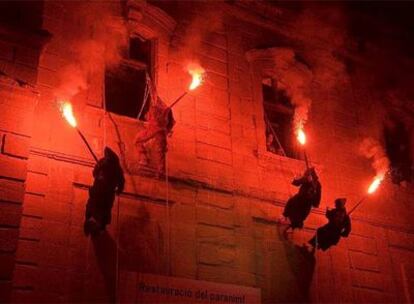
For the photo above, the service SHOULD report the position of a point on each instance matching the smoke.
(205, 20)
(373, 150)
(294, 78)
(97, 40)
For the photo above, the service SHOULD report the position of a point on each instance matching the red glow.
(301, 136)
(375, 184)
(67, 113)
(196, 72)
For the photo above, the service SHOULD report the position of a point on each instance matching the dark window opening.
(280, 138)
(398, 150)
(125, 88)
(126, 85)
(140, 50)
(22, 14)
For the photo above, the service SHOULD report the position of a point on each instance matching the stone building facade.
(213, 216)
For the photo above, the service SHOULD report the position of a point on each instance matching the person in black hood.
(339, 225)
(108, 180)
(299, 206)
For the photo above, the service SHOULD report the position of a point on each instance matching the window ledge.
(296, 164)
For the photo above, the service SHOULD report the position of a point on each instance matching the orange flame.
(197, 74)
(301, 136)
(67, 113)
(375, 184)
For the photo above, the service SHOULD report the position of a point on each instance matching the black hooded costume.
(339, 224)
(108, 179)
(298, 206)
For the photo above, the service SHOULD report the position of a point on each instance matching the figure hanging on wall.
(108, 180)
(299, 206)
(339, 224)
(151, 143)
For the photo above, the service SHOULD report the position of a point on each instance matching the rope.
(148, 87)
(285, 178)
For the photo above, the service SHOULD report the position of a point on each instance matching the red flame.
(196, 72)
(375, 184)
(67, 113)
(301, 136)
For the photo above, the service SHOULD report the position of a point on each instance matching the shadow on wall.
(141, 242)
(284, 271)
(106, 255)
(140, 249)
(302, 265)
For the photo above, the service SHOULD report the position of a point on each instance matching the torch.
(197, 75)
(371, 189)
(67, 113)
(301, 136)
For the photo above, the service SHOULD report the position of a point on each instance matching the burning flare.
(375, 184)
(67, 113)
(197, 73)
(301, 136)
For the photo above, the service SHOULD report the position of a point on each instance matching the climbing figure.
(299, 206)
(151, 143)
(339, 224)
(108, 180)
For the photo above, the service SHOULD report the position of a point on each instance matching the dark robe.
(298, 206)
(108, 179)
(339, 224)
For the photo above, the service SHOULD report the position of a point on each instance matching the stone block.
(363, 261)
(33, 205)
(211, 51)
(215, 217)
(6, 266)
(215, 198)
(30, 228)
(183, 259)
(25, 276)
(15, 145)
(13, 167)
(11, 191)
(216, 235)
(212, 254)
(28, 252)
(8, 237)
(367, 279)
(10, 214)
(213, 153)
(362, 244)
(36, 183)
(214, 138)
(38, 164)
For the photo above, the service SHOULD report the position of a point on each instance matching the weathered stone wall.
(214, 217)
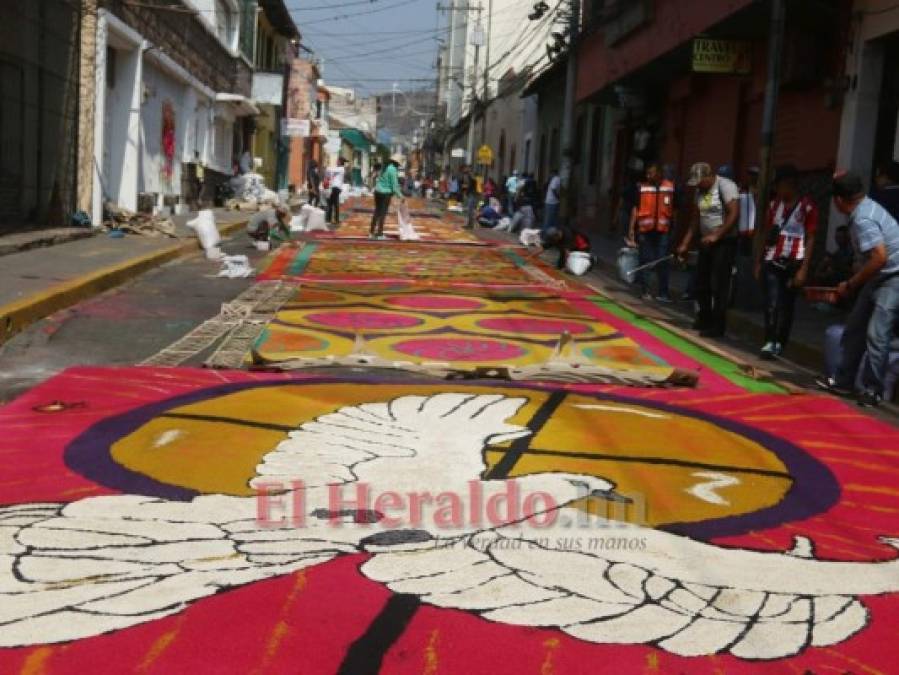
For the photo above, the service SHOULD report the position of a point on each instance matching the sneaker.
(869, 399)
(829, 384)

..............................

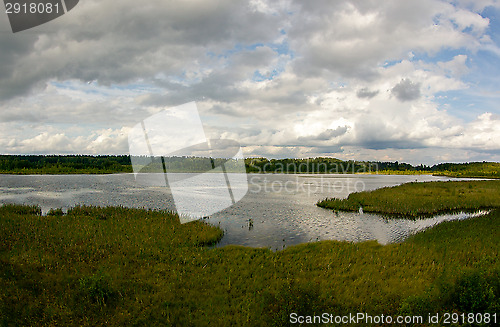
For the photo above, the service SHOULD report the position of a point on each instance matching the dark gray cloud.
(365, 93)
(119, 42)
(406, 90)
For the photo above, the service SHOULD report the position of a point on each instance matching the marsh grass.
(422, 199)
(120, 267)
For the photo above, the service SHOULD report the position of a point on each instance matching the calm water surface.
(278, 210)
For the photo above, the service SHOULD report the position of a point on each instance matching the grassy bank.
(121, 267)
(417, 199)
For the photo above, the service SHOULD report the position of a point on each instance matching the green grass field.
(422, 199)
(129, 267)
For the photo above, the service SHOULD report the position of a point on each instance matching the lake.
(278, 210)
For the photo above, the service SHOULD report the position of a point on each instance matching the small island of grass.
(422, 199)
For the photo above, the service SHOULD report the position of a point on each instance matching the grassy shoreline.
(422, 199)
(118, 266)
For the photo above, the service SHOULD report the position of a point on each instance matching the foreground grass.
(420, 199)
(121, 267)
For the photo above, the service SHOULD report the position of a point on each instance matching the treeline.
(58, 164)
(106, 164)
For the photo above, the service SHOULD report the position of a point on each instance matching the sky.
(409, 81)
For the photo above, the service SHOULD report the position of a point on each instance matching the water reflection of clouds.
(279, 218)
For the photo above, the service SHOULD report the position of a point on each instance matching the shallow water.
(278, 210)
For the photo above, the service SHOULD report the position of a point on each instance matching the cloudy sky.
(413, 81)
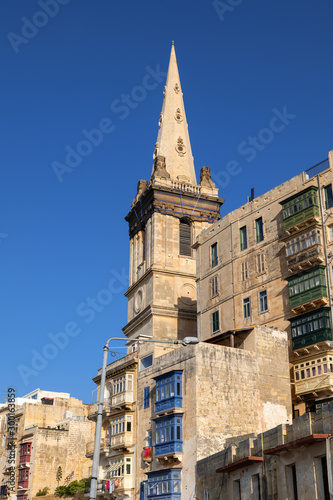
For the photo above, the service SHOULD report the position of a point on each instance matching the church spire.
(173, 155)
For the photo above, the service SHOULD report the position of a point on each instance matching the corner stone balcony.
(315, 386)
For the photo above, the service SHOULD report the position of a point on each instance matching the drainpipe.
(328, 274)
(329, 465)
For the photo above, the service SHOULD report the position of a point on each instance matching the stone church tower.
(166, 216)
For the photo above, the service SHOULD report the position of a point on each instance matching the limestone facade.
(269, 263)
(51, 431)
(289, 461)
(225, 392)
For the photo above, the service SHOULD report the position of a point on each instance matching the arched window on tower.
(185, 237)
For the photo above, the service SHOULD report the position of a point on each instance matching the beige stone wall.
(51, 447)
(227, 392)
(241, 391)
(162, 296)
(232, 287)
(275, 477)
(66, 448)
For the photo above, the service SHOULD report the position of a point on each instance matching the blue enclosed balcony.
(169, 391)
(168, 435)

..............................

* [TASK STATEMENT]: Find every line in the records above that contains the word "dark", and copy each of those lines.

* [RESULT OF THE EXERCISE]:
For the photo above, the service SHOULD report the position of a point on each instance matching the dark window opening.
For the photo above, the service SHOULD report the position of a point on each instance matching the dark robe.
For the photo above, the service SHOULD report the position of a point on each instance matching the dark gray cloud.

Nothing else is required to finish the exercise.